- Aufgaben
**A)** Welche Personennamen kommen im Abschnitt über die MotoGP-Motorsteuerung vor?
**B)** Stimmen diese Aussagen mit dem Abschnitt über die MotoGP-Motorsteuerung überein? Antworte jeweils mit Ja oder Nein und zitiere die entscheidenden Worte.
(i) In der MotoGP-Klasse müssen die Motorräder seit dem Saisonstart 2015 vor dem Rollen auf den Startplatz abgestellt werden.
(ii) Die Fahrer fahren aus eigener Kraft auf die Startplätze.
(iii) Die Schwachstelle bei Magneti-Marelli wurde inzwischen behoben.
**C)** Führe den Abschnitt über die MotoGP-Motorsteuerung nach seinem letzten Satz fort.

- Textauszug
* * * * * * *
Das deutet darauf hin, dass Crutchlow ein ähnliches Problem hatte wie Laverty 2015 in Katar und Bradl in Jerez. In der MotoGP-Klasse müssen nämlich die Bikes seit dem Saisonstart 2015 vor dem Rollen auf den Startplatz abgestellt werden, dann werden die Fahrer von einem Mechaniker auf die menschenüberfüllten Startplätze geschoben. So sollen Zusammenstösse vermieden werden.
Die Motorsteuerung verfügt über eine Recovery-Strategie, die merkt, dass das Motorrad mit stehendem Motor eine gewisse Strecke geschoben wurde. Beim Abstarten des Motors vor der Warm-up-Lap sollte sich die ECU dann neu orientieren; falls dieses System streikt, verliert das Motorrad die Orientierung. Eine Schwachstelle bei Magneti-Marelli, die offenbar immer noch nicht ausgemerzt wurde.
* * * * * * *
(Gespeicherte Einträge)
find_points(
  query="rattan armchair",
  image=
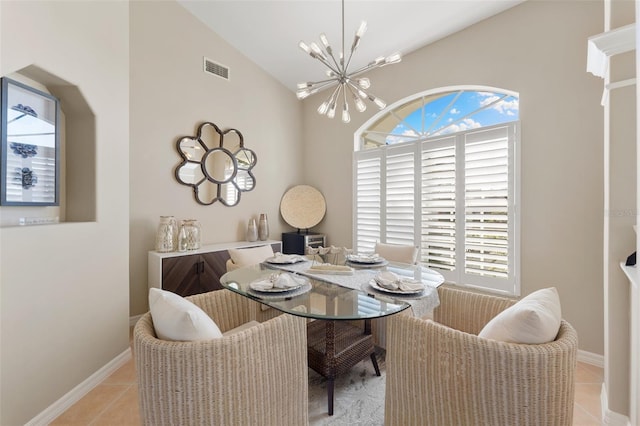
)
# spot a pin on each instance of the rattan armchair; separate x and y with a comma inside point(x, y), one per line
point(440, 373)
point(257, 376)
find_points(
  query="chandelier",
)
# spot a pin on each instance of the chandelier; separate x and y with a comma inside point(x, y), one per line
point(347, 84)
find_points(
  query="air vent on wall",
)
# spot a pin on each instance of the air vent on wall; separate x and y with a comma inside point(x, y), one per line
point(216, 69)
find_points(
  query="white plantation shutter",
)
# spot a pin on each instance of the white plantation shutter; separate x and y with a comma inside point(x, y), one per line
point(438, 202)
point(368, 196)
point(486, 202)
point(43, 169)
point(460, 203)
point(399, 196)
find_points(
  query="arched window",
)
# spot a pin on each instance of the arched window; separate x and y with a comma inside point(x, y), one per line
point(438, 170)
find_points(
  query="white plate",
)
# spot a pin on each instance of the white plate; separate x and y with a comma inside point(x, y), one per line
point(274, 289)
point(377, 286)
point(329, 271)
point(285, 260)
point(367, 265)
point(365, 259)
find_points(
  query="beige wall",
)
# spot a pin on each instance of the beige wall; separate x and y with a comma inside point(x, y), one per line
point(170, 96)
point(620, 213)
point(64, 288)
point(539, 50)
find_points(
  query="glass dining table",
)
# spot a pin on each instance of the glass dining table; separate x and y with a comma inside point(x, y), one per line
point(336, 299)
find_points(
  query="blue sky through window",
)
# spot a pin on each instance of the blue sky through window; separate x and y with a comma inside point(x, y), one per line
point(456, 111)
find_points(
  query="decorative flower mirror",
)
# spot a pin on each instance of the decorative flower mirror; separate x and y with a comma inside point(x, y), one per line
point(30, 141)
point(216, 165)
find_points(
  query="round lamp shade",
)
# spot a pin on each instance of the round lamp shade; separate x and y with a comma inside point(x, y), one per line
point(303, 207)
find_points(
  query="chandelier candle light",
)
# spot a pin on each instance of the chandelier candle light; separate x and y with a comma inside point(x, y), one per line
point(347, 84)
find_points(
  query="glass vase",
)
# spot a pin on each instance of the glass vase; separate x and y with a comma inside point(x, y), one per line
point(252, 230)
point(263, 227)
point(192, 231)
point(166, 235)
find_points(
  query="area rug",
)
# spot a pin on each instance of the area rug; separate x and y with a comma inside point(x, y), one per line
point(358, 396)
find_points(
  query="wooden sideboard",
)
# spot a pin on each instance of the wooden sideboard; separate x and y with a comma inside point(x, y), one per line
point(195, 271)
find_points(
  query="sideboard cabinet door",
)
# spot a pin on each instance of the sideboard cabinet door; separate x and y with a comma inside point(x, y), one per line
point(181, 275)
point(187, 274)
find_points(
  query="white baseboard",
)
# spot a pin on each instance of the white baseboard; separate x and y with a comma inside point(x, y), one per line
point(611, 418)
point(75, 394)
point(591, 358)
point(134, 320)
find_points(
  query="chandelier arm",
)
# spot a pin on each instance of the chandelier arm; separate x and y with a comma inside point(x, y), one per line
point(320, 83)
point(333, 58)
point(328, 64)
point(364, 69)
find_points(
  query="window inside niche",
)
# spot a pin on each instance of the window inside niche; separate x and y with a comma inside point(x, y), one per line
point(77, 159)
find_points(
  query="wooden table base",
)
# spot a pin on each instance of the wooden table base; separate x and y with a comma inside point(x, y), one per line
point(334, 347)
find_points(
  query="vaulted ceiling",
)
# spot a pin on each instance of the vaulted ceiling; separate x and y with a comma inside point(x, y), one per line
point(268, 31)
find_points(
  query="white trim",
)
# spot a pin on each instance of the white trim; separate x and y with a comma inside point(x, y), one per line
point(74, 395)
point(602, 46)
point(621, 83)
point(591, 358)
point(357, 135)
point(609, 417)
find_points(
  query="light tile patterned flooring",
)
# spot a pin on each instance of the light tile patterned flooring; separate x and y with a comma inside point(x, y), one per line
point(115, 401)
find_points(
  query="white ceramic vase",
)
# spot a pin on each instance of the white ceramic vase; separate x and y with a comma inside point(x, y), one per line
point(252, 230)
point(263, 227)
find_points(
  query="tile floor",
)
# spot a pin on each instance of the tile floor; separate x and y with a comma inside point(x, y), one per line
point(115, 401)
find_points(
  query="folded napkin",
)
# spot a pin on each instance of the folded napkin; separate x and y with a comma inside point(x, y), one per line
point(277, 281)
point(365, 258)
point(330, 268)
point(391, 281)
point(285, 258)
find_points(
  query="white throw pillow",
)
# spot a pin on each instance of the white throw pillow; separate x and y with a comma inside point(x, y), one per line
point(534, 319)
point(176, 318)
point(250, 256)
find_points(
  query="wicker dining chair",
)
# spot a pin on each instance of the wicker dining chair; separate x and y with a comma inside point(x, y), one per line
point(441, 373)
point(257, 376)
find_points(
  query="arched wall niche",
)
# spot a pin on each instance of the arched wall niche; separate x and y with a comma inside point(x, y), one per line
point(77, 154)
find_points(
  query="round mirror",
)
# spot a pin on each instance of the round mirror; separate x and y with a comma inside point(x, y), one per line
point(303, 207)
point(191, 149)
point(245, 180)
point(191, 174)
point(219, 165)
point(246, 159)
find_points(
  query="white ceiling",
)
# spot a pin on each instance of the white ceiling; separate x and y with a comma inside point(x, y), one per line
point(268, 31)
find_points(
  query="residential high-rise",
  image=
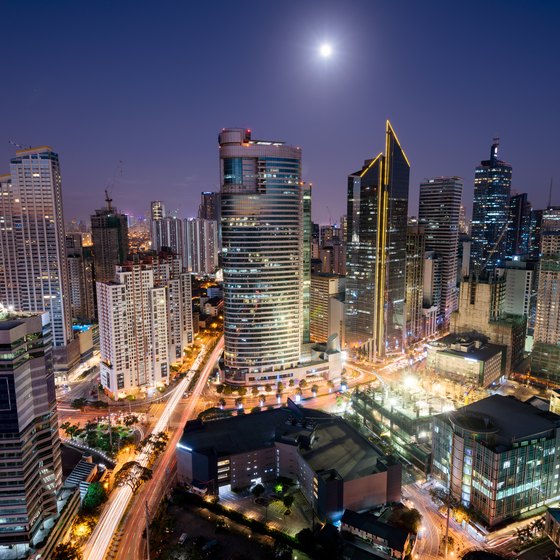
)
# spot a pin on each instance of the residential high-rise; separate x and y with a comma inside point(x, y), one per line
point(145, 322)
point(209, 208)
point(109, 235)
point(262, 245)
point(30, 464)
point(545, 357)
point(439, 209)
point(327, 307)
point(80, 278)
point(415, 248)
point(33, 267)
point(490, 220)
point(376, 251)
point(201, 245)
point(519, 228)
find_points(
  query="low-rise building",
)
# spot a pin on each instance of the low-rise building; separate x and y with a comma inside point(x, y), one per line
point(390, 541)
point(335, 466)
point(466, 359)
point(499, 456)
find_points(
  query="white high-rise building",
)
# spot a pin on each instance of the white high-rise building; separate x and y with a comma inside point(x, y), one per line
point(33, 267)
point(201, 242)
point(439, 210)
point(262, 252)
point(145, 322)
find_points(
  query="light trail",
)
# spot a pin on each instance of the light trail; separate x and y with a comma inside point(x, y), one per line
point(102, 536)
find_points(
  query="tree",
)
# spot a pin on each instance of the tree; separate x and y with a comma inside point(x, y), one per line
point(133, 474)
point(258, 490)
point(288, 502)
point(66, 551)
point(94, 497)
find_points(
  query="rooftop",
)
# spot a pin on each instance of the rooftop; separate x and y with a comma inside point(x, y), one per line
point(507, 418)
point(326, 442)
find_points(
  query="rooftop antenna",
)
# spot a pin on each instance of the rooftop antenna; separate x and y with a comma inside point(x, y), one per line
point(19, 146)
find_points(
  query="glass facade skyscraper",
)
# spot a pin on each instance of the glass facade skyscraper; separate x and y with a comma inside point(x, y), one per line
point(376, 251)
point(492, 185)
point(262, 243)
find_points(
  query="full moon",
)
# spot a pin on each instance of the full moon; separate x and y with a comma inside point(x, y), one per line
point(325, 50)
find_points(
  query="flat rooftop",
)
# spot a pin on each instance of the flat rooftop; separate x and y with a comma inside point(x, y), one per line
point(507, 418)
point(326, 442)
* * * * * * *
- Lösungen
**A)** Crutchlow, Laverty, Bradl

**B)**
(i) Ja: „In der MotoGP-Klasse müssen nämlich die Bikes seit dem Saisonstart 2015 vor dem Rollen auf den Startplatz abgestellt werden“
(ii) Nein: „dann werden die Fahrer von einem Mechaniker auf die menschenüberfüllten Startplätze geschoben“
(iii) Nein: „die offenbar immer noch nicht ausgemerzt wurde“

**C)**
«Es ist ein Lernprozess, den wir momentan mit unserer neuen Elektronik, mit dem Motorrad und dem neuen Motor durchmachen», seufzte Cal.
Und er gab auf die konkrete Anfrage zu, dass genau dieses Problem aufgetaucht war. «Nach der Besichtigungsrunde haben wir den Motor abgestellt. Nachher hat das Bike nie mehr gewusst, in welcher Kurve und in welchem Sektor es sich befindet.»
Aber Cal hat seinen Humor nicht verloren. «Mein Crew-Chief Beefy Bourguignon hat gesagt, wir müssen am Freitag im FP1 ein paar Dinge probieren. Ich habe entgegnet: Einverstanden, aber nur, wenn ich nicht wieder das selbe Mapping kriege wie im Rennen in Katar...»
Was sagt Cal zum Konflikt Rossi gegen Márquez, der immer wieder neu aufflammt? Und was sagt der Brite zu den Anfeindungen der Fans, denen sich Márquez ausgesetzt sieht?
«Ich will dazu nichts Falsches sagen. Ich behalte meine Meinung lieber für mich. Solche Rivalitäten gibt es auch in unseren Sportarten. Vielleicht spielt sich das dort nicht so deutlich gegen eine einzelne Person ab. Mir gefällt das nicht, aber natürlich lässt sich das nicht stoppen und nicht beeinflussen. Jeder Fan kann selbst entscheiden, welchen Sportler er unterstützt und wen nicht.»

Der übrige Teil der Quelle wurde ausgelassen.